── Excerpt provided ──
When canon might not be ideal:

  • Fuzzy entity matching (address variants, phonetic matching) — deferred to v1
  • Master data management at enterprise scale
  • Record linkage / entity clustering

Installation

Homebrew (Recommended)

brew install cmdrvl/tap/canon

Shell Script

curl -fsSL https://raw.githubusercontent.com/cmdrvl/canon/main/scripts/install.sh | bash

From Source

cargo build --release
./target/release/canon --help

CLI Reference

canon <INPUT> --registry <REGISTRY> --column <COLUMN> [OPTIONS]

Arguments

Argument Description
<INPUT> CSV or JSONL file. Format detected by extension (.csv, .tsv, .jsonl, .ndjson). Use - for stdin (JSONL only).

Flags

Flag Type Default Description
--registry <PATH> string (required) Registry directory (versioned).
--column <COLUMN> string (required) Column containing IDs to resolve.
--emit <json|csv> string json Output mode. csv requires CSV input.
--canon-column <NAME> string <COLUMN>__canon Name of the appended canonical column. Only with --emit csv.
--map-out <PATH> string (none) Write JSON mapping artifact to file. Only with --emit csv.
--max-rows <N> integer (none) Refuse if input exceeds N data rows.
--max-bytes <N> integer (none) Refuse if input exceeds N bytes.
--no-witness flag false Suppress witness ledger append.
--version flag Print version and exit.
--describe flag Emit operator.json to stdout and exit.
--schema flag Print JSON Schema for the mapping artifact and exit.

Exit Codes

Code Meaning
0 RESOLVED (all inputs mapped)
1 PARTIAL or UNRESOLVED (some or all inputs unresolved)
───
── Excerpted records ──
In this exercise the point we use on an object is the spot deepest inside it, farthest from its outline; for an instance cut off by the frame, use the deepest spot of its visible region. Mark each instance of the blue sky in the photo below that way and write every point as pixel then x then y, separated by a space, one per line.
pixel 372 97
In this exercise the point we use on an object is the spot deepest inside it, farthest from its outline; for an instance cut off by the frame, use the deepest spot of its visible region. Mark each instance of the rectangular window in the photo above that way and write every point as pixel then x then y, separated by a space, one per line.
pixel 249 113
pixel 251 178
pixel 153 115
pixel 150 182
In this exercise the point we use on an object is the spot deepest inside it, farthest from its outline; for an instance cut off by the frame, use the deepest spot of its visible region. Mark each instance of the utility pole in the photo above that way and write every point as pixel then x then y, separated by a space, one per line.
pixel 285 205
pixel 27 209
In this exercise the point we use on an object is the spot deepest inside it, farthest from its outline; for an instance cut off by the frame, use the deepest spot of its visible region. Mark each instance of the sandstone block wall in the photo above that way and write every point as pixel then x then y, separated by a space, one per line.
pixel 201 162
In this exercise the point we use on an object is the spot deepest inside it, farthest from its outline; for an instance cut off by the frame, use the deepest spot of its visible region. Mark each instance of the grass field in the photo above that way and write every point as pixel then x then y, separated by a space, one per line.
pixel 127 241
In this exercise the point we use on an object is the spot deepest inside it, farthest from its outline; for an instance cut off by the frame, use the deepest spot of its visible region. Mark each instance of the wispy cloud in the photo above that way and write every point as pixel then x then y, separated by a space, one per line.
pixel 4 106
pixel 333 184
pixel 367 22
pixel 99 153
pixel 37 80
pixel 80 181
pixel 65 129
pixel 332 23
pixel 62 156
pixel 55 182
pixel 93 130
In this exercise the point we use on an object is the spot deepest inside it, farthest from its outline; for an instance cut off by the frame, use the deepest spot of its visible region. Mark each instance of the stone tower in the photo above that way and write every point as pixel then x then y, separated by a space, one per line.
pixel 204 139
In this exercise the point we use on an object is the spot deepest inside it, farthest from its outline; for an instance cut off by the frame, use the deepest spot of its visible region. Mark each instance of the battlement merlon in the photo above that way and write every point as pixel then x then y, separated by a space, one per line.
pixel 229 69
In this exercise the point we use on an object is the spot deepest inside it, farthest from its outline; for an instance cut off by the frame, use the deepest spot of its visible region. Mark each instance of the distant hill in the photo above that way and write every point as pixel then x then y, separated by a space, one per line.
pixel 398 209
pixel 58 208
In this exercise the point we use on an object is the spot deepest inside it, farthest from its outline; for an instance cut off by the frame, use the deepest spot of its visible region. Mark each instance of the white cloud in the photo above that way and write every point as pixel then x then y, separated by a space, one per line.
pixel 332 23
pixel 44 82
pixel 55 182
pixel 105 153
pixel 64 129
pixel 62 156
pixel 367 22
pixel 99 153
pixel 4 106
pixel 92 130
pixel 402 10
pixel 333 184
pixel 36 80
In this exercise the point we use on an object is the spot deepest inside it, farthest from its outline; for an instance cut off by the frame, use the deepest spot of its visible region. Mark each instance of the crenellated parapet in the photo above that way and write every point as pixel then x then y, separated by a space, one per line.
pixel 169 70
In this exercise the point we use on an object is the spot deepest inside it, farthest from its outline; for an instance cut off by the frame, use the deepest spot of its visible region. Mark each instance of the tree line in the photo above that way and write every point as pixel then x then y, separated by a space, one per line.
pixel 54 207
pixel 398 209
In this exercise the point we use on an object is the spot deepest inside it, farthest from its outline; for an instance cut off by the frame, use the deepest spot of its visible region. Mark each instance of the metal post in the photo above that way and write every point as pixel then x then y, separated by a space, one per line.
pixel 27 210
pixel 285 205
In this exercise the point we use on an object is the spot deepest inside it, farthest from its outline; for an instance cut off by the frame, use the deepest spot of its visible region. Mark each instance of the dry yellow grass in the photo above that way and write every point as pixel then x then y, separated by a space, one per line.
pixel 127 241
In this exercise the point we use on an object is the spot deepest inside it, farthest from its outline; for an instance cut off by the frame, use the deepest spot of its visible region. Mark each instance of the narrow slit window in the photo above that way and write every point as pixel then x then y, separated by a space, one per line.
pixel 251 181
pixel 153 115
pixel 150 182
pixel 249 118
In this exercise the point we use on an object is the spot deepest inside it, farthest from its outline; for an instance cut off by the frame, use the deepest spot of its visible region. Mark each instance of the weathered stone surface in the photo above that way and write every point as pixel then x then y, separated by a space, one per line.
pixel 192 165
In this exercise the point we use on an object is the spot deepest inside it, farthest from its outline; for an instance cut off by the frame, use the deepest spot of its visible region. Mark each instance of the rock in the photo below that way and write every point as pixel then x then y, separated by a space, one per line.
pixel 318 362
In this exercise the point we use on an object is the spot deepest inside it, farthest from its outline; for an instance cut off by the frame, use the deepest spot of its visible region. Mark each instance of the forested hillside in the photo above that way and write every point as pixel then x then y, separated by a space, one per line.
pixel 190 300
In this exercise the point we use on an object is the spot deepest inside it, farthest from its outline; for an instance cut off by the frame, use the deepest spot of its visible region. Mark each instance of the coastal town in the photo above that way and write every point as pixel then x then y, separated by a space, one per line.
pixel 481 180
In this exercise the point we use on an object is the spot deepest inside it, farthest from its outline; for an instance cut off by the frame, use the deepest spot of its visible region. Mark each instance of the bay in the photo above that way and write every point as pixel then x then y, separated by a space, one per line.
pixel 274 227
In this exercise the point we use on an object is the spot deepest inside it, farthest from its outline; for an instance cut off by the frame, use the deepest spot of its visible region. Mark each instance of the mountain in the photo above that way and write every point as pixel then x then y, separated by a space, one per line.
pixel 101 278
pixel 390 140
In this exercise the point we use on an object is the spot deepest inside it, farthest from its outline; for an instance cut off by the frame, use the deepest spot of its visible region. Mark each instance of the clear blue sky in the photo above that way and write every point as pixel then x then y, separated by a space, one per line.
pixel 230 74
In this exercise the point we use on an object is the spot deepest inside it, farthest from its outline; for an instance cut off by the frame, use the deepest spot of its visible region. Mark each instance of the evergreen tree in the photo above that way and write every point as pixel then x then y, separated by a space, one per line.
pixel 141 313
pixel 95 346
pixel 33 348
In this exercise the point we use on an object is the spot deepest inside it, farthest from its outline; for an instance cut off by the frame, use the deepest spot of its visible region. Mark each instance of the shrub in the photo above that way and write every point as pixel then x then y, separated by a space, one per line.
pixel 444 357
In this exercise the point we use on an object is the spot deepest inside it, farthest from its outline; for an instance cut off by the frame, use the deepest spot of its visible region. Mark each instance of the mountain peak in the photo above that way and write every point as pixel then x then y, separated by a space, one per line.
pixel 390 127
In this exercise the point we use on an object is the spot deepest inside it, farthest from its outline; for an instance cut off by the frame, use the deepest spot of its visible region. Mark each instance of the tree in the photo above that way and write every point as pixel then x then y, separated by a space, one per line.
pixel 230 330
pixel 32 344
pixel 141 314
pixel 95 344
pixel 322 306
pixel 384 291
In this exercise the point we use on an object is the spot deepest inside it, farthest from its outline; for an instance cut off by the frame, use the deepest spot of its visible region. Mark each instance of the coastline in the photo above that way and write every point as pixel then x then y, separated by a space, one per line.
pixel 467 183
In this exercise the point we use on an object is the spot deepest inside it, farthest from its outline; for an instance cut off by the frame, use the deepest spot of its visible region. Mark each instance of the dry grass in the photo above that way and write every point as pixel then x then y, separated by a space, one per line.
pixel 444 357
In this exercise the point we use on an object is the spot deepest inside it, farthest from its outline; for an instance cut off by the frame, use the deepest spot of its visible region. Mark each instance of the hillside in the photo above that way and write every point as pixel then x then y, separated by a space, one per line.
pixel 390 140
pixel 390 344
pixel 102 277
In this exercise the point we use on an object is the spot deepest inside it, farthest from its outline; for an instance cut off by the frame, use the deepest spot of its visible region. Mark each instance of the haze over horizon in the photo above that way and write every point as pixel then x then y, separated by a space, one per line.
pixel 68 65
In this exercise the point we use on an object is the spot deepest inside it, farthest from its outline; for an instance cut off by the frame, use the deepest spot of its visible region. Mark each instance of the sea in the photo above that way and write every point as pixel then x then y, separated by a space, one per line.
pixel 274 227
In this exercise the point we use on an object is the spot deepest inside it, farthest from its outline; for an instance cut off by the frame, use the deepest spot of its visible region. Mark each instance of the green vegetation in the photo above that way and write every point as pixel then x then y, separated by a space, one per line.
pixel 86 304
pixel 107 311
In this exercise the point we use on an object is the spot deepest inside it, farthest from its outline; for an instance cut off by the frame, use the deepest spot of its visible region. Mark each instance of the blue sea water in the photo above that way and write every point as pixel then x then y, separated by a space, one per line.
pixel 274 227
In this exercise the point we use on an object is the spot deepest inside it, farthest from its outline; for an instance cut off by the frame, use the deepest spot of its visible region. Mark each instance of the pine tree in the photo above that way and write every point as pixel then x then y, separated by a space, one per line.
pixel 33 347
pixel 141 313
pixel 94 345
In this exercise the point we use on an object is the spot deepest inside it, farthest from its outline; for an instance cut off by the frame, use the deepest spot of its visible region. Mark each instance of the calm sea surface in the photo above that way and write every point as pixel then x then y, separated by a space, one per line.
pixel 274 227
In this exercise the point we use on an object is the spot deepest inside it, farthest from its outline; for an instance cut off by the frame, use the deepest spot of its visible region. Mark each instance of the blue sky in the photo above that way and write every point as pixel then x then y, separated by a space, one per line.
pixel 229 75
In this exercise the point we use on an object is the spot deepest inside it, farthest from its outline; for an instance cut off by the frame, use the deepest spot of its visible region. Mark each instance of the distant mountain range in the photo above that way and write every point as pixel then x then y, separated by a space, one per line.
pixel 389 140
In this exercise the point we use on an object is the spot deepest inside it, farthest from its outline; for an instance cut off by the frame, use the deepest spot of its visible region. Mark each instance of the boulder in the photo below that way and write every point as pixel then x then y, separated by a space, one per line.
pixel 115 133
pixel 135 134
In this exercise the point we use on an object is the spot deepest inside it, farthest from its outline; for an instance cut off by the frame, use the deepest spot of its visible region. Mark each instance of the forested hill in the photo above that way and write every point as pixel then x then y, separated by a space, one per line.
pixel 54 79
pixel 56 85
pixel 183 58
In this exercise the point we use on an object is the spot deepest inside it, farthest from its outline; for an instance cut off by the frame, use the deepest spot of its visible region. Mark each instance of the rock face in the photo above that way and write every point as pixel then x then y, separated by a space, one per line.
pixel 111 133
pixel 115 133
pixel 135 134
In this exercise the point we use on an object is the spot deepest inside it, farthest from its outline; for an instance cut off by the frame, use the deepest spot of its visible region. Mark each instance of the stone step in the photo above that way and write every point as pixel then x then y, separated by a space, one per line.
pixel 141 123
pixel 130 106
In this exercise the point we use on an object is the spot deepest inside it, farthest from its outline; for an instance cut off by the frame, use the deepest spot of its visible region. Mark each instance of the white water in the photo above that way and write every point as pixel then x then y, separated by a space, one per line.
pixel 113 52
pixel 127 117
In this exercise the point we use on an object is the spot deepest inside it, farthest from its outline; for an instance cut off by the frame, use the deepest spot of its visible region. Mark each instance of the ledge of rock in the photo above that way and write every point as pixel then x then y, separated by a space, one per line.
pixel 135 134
───
[Problems and tasks]
a) Answer these questions using the canon tool documentation above:
(i) Which installation method is labeled as recommended?
(ii) What is the default value of the --emit flag?
(iii) What does exit code 0 signify?
b) Proceed with the canon tool documentation, continuing from its last line.

[Task-by-task answers]
a)
(i) Homebrew.
(ii) json.
(iii) RESOLVED, meaning all inputs were mapped.

b)
2 REFUSAL or CLI error

Output Routing

--emit stdout Mapping artifact Use case
json (default) JSON mapping object IS stdout Audit, pack, inspection
csv Canonicalized CSV --map-out sidecar Pipeline stage

Scripting Examples

Canonicalize and compare (the core workflow):

canon nov.csv --registry registries/cusip-isin/ --column cusip --emit csv > nov.canon.csv
canon dec.csv --registry registries/cusip-isin/ --column cusip --emit csv > dec.canon.csv
rvl nov.canon.csv dec.canon.csv --key cusip__canon

Audit-grade pipeline with evidence:

canon nov.csv --registry registries/cusip-isin/ --column cusip \
  --emit csv --map-out evidence/nov.map.json > nov.canon.csv
canon dec.csv --registry registries/cusip-isin/ --column cusip \
  --emit csv --map-out evidence/dec.map.json > dec.canon.csv
rvl nov.canon.csv dec.canon.csv --key cusip__canon --json > evidence/rvl.json
pack seal evidence/ --note "Nov->Dec recon with canonical CUSIPs"

Inspect unresolved entries:

canon tape.csv --registry registries/cusip-isin/ --column cusip | jq '.unresolved[]'

Resolve counterparty aliases:

canon counterparties.csv --registry registries/counterparty-cmbs/ --column servicer_name \
  | jq '.summary'

Canonicalize JSONL from stdin:

cat events.jsonl | canon - --registry registries/entity/ --column entity_id

Handle refusals programmatically:

canon tape.csv --registry registries/cusip-isin/ --column cusip \
  | jq 'select(.outcome == "REFUSAL") | .refusal'

Refusal Codes

Every refusal includes the error code, a concrete message, and a recovery path.

Code Meaning Next Step
E_IO Can't read input or registry Check paths and permissions
E_ENCODING Unsupported text encoding Convert/re-export as UTF-8
E_CSV_PARSE CSV parse failure Re-export as standard CSV
E_BAD_REGISTRY Registry format invalid Fix registry.json or mapping files
E_COLUMN_NOT_FOUND --column doesn't exist in input Check column name
E_PARSE Can't parse input or unrecognized extension Use .csv, .tsv, .jsonl, or .ndjson
E_EMPTY_INPUT No processable data Check input file
E_TOO_LARGE Exceeds --max-rows or --max-bytes Increase limits or reduce input
E_EMIT_FORMAT --emit csv with JSONL input Use --emit json or provide CSV input
E_COLUMN_EXISTS Canonical column name already in header Choose a different --canon-column

Troubleshooting

"E_COLUMN_NOT_FOUND" but the column exists

Column names are matched exactly (byte-for-byte after ASCII-trim). Check for invisible characters, BOM artifacts, or case mismatches. The refusal message lists available columns.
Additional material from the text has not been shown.